(Dataset excerpts on object pointing)
■ ■ ■ ■ ■
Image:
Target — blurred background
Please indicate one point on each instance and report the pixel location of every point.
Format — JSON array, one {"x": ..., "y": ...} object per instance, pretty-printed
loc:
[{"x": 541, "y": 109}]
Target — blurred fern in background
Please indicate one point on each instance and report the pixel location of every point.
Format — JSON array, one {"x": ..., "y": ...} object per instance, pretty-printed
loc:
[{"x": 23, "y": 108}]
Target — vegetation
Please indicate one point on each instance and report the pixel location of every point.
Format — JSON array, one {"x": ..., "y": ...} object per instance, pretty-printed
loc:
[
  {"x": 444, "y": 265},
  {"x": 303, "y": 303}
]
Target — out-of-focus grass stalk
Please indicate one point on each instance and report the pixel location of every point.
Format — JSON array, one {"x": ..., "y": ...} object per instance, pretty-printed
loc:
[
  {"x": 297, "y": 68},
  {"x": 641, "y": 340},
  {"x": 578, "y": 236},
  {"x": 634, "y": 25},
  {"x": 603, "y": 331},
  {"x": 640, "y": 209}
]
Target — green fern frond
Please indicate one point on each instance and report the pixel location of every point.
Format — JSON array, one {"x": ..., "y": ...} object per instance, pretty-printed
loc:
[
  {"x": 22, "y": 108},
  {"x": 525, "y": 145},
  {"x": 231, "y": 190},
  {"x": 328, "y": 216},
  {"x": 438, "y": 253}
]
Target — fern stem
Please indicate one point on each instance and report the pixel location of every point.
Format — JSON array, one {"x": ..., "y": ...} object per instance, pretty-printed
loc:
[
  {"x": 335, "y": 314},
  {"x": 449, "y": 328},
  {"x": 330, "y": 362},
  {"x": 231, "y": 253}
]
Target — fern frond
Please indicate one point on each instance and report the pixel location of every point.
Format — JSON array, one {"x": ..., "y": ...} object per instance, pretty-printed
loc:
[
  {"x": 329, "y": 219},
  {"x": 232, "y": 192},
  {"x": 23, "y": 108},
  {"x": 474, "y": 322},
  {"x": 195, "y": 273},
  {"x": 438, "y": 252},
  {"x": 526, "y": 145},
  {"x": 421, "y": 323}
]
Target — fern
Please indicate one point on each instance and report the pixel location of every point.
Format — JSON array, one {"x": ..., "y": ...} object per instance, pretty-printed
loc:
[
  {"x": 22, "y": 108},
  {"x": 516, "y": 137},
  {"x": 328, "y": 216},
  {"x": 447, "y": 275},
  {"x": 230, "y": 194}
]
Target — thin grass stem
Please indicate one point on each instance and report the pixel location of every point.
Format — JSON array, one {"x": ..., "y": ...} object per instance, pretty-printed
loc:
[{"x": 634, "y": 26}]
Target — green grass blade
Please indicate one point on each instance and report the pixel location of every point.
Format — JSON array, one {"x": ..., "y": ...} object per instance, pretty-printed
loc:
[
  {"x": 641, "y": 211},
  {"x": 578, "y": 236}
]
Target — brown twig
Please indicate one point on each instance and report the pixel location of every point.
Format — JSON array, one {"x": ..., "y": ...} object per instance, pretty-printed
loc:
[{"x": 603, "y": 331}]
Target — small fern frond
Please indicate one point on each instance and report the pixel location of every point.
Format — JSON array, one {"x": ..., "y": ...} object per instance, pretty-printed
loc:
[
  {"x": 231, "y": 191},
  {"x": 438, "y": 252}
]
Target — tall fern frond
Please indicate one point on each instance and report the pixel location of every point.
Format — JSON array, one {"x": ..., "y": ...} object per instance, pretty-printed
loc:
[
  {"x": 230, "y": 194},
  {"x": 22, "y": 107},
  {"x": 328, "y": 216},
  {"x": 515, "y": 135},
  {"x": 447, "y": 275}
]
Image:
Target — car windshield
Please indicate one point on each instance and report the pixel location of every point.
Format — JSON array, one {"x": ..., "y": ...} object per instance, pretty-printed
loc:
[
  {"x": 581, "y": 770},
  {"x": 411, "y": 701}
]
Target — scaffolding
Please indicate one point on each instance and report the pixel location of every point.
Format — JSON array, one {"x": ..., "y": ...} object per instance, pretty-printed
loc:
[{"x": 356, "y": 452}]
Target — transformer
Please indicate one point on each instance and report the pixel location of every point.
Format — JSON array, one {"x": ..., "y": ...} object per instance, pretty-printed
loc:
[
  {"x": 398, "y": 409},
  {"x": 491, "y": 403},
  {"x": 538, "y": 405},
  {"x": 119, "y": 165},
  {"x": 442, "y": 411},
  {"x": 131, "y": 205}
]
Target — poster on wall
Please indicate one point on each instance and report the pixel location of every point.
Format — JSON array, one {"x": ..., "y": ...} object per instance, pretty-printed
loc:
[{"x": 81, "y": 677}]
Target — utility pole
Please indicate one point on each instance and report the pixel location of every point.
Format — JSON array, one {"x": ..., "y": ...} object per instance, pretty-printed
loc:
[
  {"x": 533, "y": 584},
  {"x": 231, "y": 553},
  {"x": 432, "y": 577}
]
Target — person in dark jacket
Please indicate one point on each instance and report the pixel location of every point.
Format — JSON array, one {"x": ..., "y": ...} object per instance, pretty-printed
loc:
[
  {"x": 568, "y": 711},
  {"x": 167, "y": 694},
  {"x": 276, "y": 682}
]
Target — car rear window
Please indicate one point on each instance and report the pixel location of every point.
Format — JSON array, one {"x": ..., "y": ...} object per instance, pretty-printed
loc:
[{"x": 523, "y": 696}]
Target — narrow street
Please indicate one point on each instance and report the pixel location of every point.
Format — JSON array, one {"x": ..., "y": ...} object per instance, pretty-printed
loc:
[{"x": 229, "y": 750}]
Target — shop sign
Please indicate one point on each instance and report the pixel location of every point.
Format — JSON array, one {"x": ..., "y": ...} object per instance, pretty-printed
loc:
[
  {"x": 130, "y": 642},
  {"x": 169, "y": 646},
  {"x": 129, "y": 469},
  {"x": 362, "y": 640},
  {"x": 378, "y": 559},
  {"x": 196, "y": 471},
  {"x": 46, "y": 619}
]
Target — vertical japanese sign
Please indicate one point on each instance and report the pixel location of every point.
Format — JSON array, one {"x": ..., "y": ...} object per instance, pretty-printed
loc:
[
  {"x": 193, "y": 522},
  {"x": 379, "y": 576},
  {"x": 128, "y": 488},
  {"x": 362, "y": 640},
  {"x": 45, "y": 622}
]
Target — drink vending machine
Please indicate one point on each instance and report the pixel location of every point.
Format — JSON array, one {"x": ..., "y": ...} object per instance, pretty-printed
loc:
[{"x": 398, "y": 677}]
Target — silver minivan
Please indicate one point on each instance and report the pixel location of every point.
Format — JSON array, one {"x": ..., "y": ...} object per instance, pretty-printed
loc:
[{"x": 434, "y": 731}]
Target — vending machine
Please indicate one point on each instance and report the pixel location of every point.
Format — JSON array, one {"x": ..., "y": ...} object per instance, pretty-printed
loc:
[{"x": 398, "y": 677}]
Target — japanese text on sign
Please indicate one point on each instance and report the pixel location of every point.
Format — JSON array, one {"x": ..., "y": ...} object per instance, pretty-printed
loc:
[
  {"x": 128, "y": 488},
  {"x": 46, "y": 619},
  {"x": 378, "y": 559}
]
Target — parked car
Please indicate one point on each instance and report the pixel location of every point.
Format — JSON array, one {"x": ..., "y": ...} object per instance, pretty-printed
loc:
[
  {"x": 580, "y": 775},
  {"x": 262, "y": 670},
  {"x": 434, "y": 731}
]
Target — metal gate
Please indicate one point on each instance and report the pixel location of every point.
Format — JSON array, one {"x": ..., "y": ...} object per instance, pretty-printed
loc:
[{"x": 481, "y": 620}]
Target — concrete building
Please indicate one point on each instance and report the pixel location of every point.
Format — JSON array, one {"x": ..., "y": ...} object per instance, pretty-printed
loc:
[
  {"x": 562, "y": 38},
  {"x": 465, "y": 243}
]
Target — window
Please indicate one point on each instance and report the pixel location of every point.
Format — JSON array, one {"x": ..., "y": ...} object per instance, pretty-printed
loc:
■ ■ ■ ■ ■
Rewrite the lines from the one containing "Target — concrete building" through the last line, inclusive, with "pixel location" changed to "pixel position" and nothing else altered.

▶ **TASK ANSWER**:
Target — concrete building
Please indicate one point on each instance and report the pixel position of every point.
Format — JSON array, one {"x": ..., "y": ...} object per instance, pretty-printed
loc:
[
  {"x": 562, "y": 38},
  {"x": 465, "y": 243}
]
Target — window
Please indicate one point on each instance and report the pixel position of every point.
Format — JSON array, one {"x": ..., "y": ...} object per instance, pretty-printed
loc:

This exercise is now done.